Reproduce exactly the lines from the one containing "Target: baseball cap" through the last line of the data, both ends included.

Image point grounding data –
........
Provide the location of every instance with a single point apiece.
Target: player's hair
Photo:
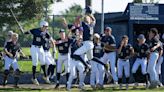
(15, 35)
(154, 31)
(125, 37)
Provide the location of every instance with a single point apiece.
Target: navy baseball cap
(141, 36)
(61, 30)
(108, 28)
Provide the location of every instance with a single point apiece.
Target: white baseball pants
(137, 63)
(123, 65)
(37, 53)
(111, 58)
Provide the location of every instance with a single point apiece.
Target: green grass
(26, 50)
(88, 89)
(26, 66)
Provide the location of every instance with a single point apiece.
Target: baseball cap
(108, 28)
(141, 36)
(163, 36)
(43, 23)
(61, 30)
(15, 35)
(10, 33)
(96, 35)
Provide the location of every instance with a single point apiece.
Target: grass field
........
YOUR RESPONSE –
Target: baseball cap
(108, 28)
(141, 36)
(163, 36)
(43, 23)
(61, 30)
(15, 35)
(10, 33)
(96, 35)
Provide the location of every instance with a single point apiece.
Target: grass field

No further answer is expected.